* [AUSGEWÄHLTER AUSZUG]
====
Nicht alle Bundesstaaten erlauben das, aber die Wissenschaftler schätzen, dass inzwischen mindestens ein Viertel der Strafverfolgungsbehörden Gesichtserkennung einsetzt und dass mehr als die Hälfte der Erwachsenen in einer Gesichtserkennungsdatenbank erfasst sind, die für Ermittlungen genutzt wird.
Zutrittsschleusen zur automatischen Kontrolle des biometrischen Reisepasses bei der Einweihung des Systems auf dem Flughafen Brüssel, 10.7.2015 
Die automatische Passkontrolle ist mittlerweile auf vielen europäischen Flughäfen im Einsatz (imago stock&people)
Automatisierte Passkontrolle per Biometrie
Bei meiner Ankunft in der EU wird mein Gesicht wieder gescannt. Statt bei der Einreise einem Beamten meinen Pass zu zeigen, stehe ich vor einer Maschine an, bis sich vor mir ein kleines Schleusentor aus Plexiglas öffnet. Ich stelle mich auf die Markierung, lege meinen biometrischen Reisepass in ein Lesegerät und schaue in die Kamera, die sich automatisch auf Kopfhöhe fährt. Hier ist klar, wie der Automat meine Identität prüft. Er liest ja meinen Pass, in dem mein Foto gespeichert ist. Der Bildschirm zeigt einen grünen Pfeil und das Tor am Ende der Schleuse öffnet sich. Ein Beamter achtet nur noch darauf, dass alles mit rechten Dingen zugeht und prüft stichprobenartig oder wenn es Zweifelsfälle gibt.
"Ich verrate Ihnen das Geheimnis, dass ich immer zur Nachkontrolle muss. Ich habe mich da schon so daran gewöhnt, dass ich gar nicht mehr durch diese Schleusen gehe. Warum auch immer das so ist."
====
* [DATENZEILEN]
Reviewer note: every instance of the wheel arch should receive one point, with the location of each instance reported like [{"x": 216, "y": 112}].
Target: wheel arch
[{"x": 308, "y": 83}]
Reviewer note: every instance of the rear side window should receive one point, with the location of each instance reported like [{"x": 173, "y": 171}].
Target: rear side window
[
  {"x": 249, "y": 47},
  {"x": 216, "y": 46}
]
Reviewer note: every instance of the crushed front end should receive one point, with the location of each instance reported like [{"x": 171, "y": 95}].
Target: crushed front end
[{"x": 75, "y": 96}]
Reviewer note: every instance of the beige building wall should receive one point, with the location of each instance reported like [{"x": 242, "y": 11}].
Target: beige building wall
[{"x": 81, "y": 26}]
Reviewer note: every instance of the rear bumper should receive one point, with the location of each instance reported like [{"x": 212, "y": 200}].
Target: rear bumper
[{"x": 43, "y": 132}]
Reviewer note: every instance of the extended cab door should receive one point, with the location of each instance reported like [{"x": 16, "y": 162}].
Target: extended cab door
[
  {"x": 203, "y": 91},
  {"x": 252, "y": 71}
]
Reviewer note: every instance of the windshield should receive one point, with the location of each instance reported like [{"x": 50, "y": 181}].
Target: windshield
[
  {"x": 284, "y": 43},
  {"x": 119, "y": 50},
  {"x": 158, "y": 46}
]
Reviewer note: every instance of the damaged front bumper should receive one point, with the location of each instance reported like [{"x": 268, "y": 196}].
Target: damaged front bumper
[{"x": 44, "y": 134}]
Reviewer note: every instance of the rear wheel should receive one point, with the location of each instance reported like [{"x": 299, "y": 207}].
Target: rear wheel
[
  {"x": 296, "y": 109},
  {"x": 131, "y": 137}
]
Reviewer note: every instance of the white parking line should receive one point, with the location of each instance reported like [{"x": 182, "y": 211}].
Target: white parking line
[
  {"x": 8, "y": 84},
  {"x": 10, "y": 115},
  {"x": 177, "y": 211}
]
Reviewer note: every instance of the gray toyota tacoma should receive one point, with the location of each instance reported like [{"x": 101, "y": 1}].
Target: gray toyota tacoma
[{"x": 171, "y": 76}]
====
* [AUFGABEN ZUR ÜBUNG]
[1] Zitieren Sie bitte wörtlich aus dem Auszug: Beginnen Sie bei den Worten "Nicht alle Bundesstaaten" und hören Sie nach "Einsatz (imago stock&people)" auf.
[2] Erklären Sie in ein bis drei Sätzen anhand des Auszugs, warum bei der Einreise in die EU klar ist, wie der Automat die Identität prüft.
Die Zeilen spielen hierfür keine Rolle.

* [ANTWORTEN JE AUFGABE]
[1]
Nicht alle Bundesstaaten erlauben das, aber die Wissenschaftler schätzen, dass inzwischen mindestens ein Viertel der Strafverfolgungsbehörden Gesichtserkennung einsetzt und dass mehr als die Hälfte der Erwachsenen in einer Gesichtserkennungsdatenbank erfasst sind, die für Ermittlungen genutzt wird.
Zutrittsschleusen zur automatischen Kontrolle des biometrischen Reisepasses bei der Einweihung des Systems auf dem Flughafen Brüssel, 10.7.2015 
Die automatische Passkontrolle ist mittlerweile auf vielen europäischen Flughäfen im Einsatz (imago stock&people)

[2] Der Automat liest den biometrischen Reisepass, der in ein Lesegerät gelegt wird. In diesem Pass ist das Foto gespeichert.